-- START TASK DATA --

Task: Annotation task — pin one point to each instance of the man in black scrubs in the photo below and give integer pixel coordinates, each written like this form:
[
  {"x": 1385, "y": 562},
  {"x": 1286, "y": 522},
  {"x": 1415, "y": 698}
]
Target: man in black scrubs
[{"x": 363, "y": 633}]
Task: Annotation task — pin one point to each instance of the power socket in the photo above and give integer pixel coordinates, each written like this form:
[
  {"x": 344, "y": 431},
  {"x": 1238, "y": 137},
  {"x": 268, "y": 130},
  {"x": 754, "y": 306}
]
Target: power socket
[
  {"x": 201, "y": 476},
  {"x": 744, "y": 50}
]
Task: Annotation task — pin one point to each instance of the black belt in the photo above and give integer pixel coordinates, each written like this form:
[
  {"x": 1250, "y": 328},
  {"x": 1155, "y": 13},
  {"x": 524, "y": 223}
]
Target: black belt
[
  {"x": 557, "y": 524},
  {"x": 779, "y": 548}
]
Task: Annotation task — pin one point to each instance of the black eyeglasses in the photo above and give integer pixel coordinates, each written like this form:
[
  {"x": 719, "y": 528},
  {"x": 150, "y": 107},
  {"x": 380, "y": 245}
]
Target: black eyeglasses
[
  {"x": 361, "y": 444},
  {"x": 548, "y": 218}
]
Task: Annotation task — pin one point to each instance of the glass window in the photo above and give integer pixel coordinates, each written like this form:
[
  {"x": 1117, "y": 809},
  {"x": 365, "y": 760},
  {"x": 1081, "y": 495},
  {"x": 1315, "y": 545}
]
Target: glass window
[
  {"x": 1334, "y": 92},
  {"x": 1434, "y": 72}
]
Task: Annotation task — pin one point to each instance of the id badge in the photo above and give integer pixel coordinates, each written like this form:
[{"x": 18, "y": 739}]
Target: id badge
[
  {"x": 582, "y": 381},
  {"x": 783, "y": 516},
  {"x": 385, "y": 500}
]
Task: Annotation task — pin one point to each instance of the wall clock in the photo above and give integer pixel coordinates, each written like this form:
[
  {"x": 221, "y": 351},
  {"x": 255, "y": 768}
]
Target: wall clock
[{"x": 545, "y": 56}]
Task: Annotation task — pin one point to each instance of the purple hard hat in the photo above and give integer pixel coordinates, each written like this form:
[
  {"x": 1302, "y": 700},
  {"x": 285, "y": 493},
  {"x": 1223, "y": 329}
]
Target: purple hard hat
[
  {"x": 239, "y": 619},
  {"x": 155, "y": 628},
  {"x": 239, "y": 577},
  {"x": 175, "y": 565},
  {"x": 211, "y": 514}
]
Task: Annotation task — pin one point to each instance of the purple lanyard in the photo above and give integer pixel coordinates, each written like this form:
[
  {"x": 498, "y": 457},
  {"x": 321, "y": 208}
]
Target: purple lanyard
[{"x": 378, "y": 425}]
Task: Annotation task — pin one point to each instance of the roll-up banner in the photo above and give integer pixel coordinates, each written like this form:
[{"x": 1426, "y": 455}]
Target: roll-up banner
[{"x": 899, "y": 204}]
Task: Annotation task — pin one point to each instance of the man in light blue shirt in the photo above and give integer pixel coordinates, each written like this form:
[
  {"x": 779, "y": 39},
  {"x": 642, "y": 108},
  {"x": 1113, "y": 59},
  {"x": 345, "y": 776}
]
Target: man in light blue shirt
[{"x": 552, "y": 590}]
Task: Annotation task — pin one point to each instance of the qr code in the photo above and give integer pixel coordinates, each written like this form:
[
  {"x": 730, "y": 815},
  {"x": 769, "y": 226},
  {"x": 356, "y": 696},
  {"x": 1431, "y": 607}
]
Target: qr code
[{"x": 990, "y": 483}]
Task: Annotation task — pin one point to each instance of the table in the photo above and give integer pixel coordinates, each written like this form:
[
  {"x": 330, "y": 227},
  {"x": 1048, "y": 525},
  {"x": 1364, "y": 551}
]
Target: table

-- END TASK DATA --

Turn every line of the data above into a JSON array of strings, with one string per line and blank lines omitted.

- ANSWER TO THE EXERCISE -
[
  "Task: Annotation task — pin one point to each instance of the man in black scrubs in the photo below and give integer pixel coordinates, each written like this form:",
  "[",
  "  {\"x\": 1385, \"y\": 562},",
  "  {\"x\": 1286, \"y\": 522},",
  "  {\"x\": 1415, \"y\": 698}",
  "]",
  "Target: man in black scrubs",
  "[{\"x\": 363, \"y\": 633}]",
  "Task: Annotation task — pin one point to each instance of the power socket in the photo above and give integer pixel coordinates, each written like this form:",
  "[",
  "  {\"x\": 344, \"y\": 431},",
  "  {\"x\": 1238, \"y\": 137},",
  "  {\"x\": 268, \"y\": 130},",
  "  {\"x\": 754, \"y\": 306}",
  "]",
  "Target: power socket",
  "[",
  "  {\"x\": 201, \"y\": 476},",
  "  {\"x\": 744, \"y\": 50}",
  "]",
  "Task: Annotation task — pin one point to each instance of the black belt in the photo above and give integer pixel coordinates, each written like this form:",
  "[",
  "  {\"x\": 1250, \"y\": 328},",
  "  {\"x\": 1155, \"y\": 13},",
  "  {\"x\": 524, \"y\": 223}",
  "]",
  "Target: black belt",
  "[",
  "  {\"x\": 557, \"y\": 524},",
  "  {\"x\": 779, \"y\": 548}",
  "]",
  "Task: Annotation task — pin one point to each instance of the black eyeglasses in the photo above and give integer pixel coordinates, each written like this form:",
  "[",
  "  {\"x\": 719, \"y\": 528},",
  "  {\"x\": 150, \"y\": 107},",
  "  {\"x\": 380, \"y\": 245}",
  "]",
  "Target: black eyeglasses",
  "[",
  "  {\"x\": 361, \"y\": 444},",
  "  {\"x\": 548, \"y\": 218}",
  "]",
  "Task: Annotation task — pin one point to each instance of the glass window in the photo above and give integer pixel coordinates, each written like this form:",
  "[",
  "  {\"x\": 1117, \"y\": 809},",
  "  {\"x\": 365, \"y\": 760},",
  "  {\"x\": 1081, \"y\": 495},",
  "  {\"x\": 1315, \"y\": 545}",
  "]",
  "Target: glass window",
  "[",
  "  {\"x\": 1334, \"y\": 92},",
  "  {\"x\": 1434, \"y\": 72}",
  "]",
  "Task: Annotation task — pin one point to each instance of the id badge in the photo above and give integer pixel coordinates, each written like this form:",
  "[{\"x\": 18, \"y\": 739}]",
  "Target: id badge",
  "[",
  "  {\"x\": 582, \"y\": 381},",
  "  {\"x\": 783, \"y\": 516},",
  "  {\"x\": 385, \"y\": 500}",
  "]",
  "Task: Annotation task — pin one point to each instance of the wall clock in the photo above and give integer pixel coordinates, each written like this form:",
  "[",
  "  {\"x\": 221, \"y\": 351},",
  "  {\"x\": 255, \"y\": 768}",
  "]",
  "Target: wall clock",
  "[{\"x\": 545, \"y\": 56}]",
  "Task: Annotation task — pin one point to each instance of the purple hard hat in the photo above and give integer pixel coordinates, each written like this form:",
  "[",
  "  {\"x\": 1302, \"y\": 700},",
  "  {\"x\": 285, \"y\": 493},",
  "  {\"x\": 1223, \"y\": 329}",
  "]",
  "Target: purple hard hat",
  "[",
  "  {\"x\": 239, \"y\": 619},",
  "  {\"x\": 155, \"y\": 628},",
  "  {\"x\": 239, \"y\": 577},",
  "  {\"x\": 175, \"y\": 565},",
  "  {\"x\": 211, \"y\": 514}",
  "]",
  "Task: Annotation task — pin one point to each instance of the purple lanyard in the photo above and give integer pixel coordinates, each written like this form:",
  "[",
  "  {\"x\": 498, \"y\": 457},",
  "  {\"x\": 321, \"y\": 208}",
  "]",
  "Target: purple lanyard",
  "[{\"x\": 378, \"y\": 425}]",
  "Task: Annotation task — pin one point to each instance of the roll-up banner in the photo above and give integer pixel coordinates, each written like this form:",
  "[{\"x\": 1426, \"y\": 455}]",
  "Target: roll-up banner",
  "[{\"x\": 899, \"y\": 204}]",
  "Task: Annotation task — pin one point to each instance of the man in light blue shirt in the photo above and give integer pixel coordinates, each written like this form:",
  "[",
  "  {\"x\": 779, \"y\": 39},",
  "  {\"x\": 642, \"y\": 108},",
  "  {\"x\": 1113, \"y\": 59},",
  "  {\"x\": 345, \"y\": 776}",
  "]",
  "Target: man in light blue shirt",
  "[{\"x\": 552, \"y\": 590}]",
  "Task: Annotation task — pin one point to each instance of the qr code in the photo above and give integer pixel coordinates, each written like this form:",
  "[",
  "  {\"x\": 730, \"y\": 815},",
  "  {\"x\": 769, \"y\": 226},",
  "  {\"x\": 356, \"y\": 696},",
  "  {\"x\": 1431, \"y\": 607}",
  "]",
  "Target: qr code",
  "[{\"x\": 990, \"y\": 483}]",
  "Task: Annotation task — pin one point to each instance of the table in the photo above and give integer pixel coordinates, each written like this form:",
  "[",
  "  {\"x\": 330, \"y\": 227},",
  "  {\"x\": 1048, \"y\": 525},",
  "  {\"x\": 1364, \"y\": 551}",
  "]",
  "Target: table"
]